**REQUIRED ACTION:**
Reproduce word for word, from the entries below, the line with "For the photo above, indicate every instance of the wet", the line with "column 430, row 320", and every line between them, and nothing more.

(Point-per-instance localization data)
BEGIN
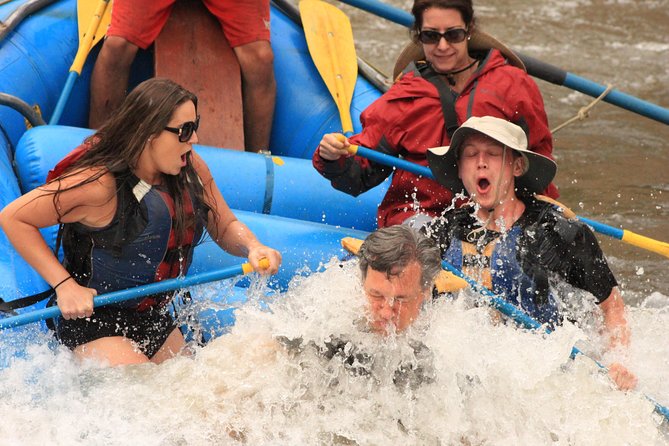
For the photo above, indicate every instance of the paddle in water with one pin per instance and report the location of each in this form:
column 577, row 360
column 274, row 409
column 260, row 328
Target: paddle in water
column 140, row 291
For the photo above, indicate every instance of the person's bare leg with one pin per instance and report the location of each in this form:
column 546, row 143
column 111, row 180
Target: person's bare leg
column 109, row 80
column 256, row 61
column 174, row 345
column 113, row 351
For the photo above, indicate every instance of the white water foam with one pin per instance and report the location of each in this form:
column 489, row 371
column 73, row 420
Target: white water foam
column 480, row 382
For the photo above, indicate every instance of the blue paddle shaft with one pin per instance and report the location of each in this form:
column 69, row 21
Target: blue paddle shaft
column 128, row 294
column 392, row 161
column 536, row 68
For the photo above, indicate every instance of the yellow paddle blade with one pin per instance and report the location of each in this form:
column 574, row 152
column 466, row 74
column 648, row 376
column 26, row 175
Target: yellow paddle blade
column 93, row 17
column 447, row 282
column 330, row 41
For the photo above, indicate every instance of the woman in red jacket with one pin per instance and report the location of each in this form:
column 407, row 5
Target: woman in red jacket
column 429, row 100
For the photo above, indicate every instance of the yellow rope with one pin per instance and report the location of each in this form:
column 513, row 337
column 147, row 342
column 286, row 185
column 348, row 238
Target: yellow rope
column 584, row 111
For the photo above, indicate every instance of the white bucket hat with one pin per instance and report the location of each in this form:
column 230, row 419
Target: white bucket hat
column 539, row 169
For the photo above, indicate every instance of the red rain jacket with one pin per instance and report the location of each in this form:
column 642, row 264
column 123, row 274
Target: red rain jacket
column 408, row 119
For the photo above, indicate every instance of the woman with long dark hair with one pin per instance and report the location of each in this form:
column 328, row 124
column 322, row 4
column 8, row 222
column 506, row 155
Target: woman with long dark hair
column 132, row 203
column 448, row 73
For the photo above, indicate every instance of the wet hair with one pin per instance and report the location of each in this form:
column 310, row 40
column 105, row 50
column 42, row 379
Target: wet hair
column 464, row 7
column 390, row 250
column 118, row 144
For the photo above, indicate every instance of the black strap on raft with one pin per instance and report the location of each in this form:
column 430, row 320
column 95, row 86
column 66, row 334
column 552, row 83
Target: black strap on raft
column 446, row 96
column 9, row 307
column 22, row 302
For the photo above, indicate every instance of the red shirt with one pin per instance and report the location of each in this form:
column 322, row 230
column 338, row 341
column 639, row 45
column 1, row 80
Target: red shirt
column 408, row 119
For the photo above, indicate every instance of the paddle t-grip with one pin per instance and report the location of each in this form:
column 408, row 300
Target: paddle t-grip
column 263, row 263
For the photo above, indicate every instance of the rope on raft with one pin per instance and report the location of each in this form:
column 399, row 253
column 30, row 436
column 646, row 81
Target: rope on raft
column 584, row 112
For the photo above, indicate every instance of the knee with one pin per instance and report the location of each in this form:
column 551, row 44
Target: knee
column 118, row 51
column 256, row 59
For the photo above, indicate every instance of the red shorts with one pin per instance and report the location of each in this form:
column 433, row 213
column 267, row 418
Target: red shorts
column 140, row 21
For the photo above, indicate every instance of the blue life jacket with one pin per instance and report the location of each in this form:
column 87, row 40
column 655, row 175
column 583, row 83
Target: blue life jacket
column 137, row 248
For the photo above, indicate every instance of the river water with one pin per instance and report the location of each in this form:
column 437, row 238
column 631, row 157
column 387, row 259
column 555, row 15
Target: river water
column 471, row 381
column 612, row 167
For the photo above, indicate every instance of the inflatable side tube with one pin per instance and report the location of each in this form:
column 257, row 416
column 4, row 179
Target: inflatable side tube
column 304, row 109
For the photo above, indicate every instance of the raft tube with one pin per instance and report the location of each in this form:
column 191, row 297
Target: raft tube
column 36, row 55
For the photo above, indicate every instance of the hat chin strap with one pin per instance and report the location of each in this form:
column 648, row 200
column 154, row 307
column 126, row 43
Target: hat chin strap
column 449, row 74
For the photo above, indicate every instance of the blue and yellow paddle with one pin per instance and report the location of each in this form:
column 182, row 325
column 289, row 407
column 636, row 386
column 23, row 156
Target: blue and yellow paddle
column 99, row 15
column 525, row 320
column 452, row 279
column 330, row 40
column 625, row 235
column 140, row 291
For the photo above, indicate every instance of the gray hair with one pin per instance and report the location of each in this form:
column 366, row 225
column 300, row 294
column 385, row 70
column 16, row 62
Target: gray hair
column 387, row 249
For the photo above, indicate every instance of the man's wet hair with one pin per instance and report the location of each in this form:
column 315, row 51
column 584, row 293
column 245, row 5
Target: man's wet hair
column 390, row 250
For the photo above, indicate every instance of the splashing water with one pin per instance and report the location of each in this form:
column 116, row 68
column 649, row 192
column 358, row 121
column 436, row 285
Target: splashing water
column 470, row 381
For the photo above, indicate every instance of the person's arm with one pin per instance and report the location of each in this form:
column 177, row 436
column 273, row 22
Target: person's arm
column 228, row 232
column 354, row 174
column 92, row 204
column 613, row 309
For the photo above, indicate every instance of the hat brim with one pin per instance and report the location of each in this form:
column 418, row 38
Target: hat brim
column 479, row 41
column 443, row 163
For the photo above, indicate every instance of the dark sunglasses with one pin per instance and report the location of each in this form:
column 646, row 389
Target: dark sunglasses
column 455, row 35
column 185, row 130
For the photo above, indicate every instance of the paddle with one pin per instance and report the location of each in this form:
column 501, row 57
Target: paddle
column 523, row 319
column 330, row 40
column 328, row 55
column 541, row 70
column 624, row 235
column 132, row 293
column 88, row 36
column 500, row 304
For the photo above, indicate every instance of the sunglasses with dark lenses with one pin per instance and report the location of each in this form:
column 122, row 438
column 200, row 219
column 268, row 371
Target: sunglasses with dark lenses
column 185, row 131
column 455, row 35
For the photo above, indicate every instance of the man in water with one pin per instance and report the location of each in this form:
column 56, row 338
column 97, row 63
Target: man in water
column 512, row 243
column 399, row 266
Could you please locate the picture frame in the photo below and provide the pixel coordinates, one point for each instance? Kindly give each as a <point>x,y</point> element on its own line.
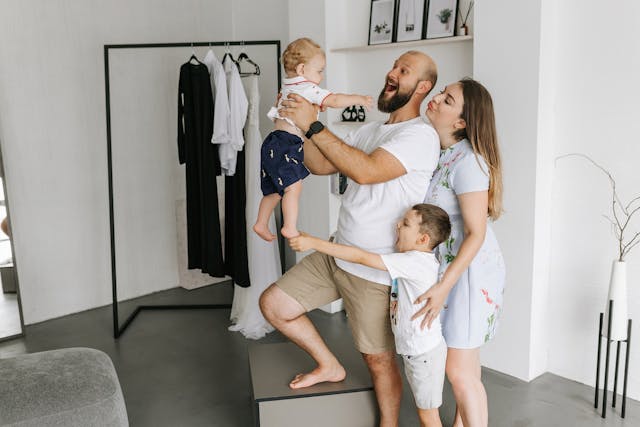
<point>441,18</point>
<point>381,21</point>
<point>410,20</point>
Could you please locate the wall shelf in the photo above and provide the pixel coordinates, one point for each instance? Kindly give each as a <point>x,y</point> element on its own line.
<point>340,123</point>
<point>414,43</point>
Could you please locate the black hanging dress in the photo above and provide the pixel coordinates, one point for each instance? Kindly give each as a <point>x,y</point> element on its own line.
<point>195,127</point>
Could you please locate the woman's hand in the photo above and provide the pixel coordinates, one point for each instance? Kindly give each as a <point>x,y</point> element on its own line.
<point>302,242</point>
<point>435,298</point>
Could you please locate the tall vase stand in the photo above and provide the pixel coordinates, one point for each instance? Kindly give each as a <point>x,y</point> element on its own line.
<point>606,365</point>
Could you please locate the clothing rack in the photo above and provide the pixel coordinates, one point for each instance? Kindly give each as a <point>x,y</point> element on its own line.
<point>117,328</point>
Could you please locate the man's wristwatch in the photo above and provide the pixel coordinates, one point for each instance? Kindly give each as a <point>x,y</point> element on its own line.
<point>315,127</point>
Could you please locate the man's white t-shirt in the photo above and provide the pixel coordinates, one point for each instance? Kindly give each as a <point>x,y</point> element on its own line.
<point>413,273</point>
<point>370,212</point>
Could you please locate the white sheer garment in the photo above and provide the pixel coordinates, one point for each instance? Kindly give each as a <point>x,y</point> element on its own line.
<point>264,258</point>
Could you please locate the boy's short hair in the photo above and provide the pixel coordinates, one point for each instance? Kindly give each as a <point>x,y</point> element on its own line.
<point>434,221</point>
<point>299,52</point>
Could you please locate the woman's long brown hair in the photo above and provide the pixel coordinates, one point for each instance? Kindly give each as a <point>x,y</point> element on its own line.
<point>477,112</point>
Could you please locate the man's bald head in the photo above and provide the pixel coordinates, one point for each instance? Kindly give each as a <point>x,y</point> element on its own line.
<point>426,67</point>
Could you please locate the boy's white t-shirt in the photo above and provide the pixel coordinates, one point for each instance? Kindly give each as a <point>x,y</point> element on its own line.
<point>412,273</point>
<point>300,86</point>
<point>369,212</point>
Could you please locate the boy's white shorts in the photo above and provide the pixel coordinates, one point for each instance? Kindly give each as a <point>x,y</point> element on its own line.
<point>425,373</point>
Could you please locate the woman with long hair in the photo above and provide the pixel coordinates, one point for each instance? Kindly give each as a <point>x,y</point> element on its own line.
<point>467,184</point>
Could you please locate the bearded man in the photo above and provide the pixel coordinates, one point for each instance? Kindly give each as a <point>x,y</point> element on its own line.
<point>389,166</point>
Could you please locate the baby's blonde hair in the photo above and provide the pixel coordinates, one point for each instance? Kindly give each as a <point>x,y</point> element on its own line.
<point>299,51</point>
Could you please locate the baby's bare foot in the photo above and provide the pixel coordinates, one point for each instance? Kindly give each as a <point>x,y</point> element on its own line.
<point>332,374</point>
<point>289,232</point>
<point>263,232</point>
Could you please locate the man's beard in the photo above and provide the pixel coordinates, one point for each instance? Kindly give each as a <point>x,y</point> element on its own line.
<point>396,102</point>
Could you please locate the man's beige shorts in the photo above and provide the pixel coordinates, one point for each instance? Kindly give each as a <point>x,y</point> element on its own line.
<point>317,280</point>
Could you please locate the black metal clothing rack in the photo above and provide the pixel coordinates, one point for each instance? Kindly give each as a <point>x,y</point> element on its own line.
<point>117,328</point>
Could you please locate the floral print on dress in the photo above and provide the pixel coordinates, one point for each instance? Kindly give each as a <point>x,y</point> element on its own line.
<point>492,320</point>
<point>474,305</point>
<point>393,304</point>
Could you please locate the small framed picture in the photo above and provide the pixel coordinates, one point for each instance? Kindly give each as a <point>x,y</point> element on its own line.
<point>441,18</point>
<point>381,21</point>
<point>409,20</point>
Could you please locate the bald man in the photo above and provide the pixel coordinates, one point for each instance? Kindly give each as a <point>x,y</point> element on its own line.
<point>389,165</point>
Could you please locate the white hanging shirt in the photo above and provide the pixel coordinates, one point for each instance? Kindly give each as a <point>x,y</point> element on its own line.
<point>300,86</point>
<point>238,105</point>
<point>221,113</point>
<point>369,212</point>
<point>412,274</point>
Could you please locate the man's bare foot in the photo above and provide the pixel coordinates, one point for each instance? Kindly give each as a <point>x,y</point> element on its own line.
<point>318,375</point>
<point>264,232</point>
<point>289,232</point>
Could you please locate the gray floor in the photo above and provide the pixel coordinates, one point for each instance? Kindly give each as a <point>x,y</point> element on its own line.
<point>9,315</point>
<point>183,368</point>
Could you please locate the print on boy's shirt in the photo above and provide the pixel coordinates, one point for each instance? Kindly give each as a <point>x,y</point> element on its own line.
<point>393,305</point>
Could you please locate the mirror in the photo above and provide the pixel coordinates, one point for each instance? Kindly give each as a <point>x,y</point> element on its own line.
<point>11,321</point>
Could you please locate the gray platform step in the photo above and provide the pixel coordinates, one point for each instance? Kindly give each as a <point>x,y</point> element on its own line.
<point>349,403</point>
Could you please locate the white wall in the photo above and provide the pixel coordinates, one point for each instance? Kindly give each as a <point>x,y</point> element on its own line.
<point>559,85</point>
<point>507,63</point>
<point>52,127</point>
<point>596,109</point>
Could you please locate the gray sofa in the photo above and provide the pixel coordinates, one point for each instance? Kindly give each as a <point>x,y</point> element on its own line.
<point>68,387</point>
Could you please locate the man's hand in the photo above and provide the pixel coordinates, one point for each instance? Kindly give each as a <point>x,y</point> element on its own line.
<point>302,242</point>
<point>435,298</point>
<point>300,111</point>
<point>367,102</point>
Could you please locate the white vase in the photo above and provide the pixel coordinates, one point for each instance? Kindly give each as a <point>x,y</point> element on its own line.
<point>617,293</point>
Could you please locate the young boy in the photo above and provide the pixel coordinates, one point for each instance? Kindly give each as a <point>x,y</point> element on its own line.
<point>282,154</point>
<point>413,270</point>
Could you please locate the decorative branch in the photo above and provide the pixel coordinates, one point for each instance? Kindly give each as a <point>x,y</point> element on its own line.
<point>622,214</point>
<point>463,22</point>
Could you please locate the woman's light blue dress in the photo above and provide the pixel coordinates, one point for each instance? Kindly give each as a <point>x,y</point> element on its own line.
<point>474,305</point>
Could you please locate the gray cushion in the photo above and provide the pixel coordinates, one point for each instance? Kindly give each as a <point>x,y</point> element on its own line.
<point>68,387</point>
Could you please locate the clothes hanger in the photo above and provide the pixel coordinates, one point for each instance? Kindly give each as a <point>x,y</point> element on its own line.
<point>244,57</point>
<point>227,54</point>
<point>194,57</point>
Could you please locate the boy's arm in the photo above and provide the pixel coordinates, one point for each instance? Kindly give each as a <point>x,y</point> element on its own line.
<point>304,242</point>
<point>341,100</point>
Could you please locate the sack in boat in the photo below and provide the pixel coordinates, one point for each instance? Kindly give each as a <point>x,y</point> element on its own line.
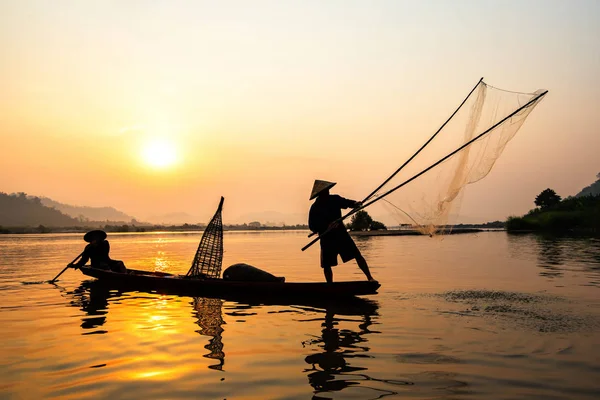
<point>247,273</point>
END
**ANSWER TO THIS PROBLEM:**
For the photo above, indicate every instance of the wet hair with one pin per instance and report the location of each in this form:
column 310, row 40
column 105, row 50
column 42, row 379
Target: wet hair
column 464, row 7
column 390, row 250
column 118, row 144
For the photo above, indicate every instance of the black strap on raft with one pin per instance and report the location of each in this form:
column 430, row 320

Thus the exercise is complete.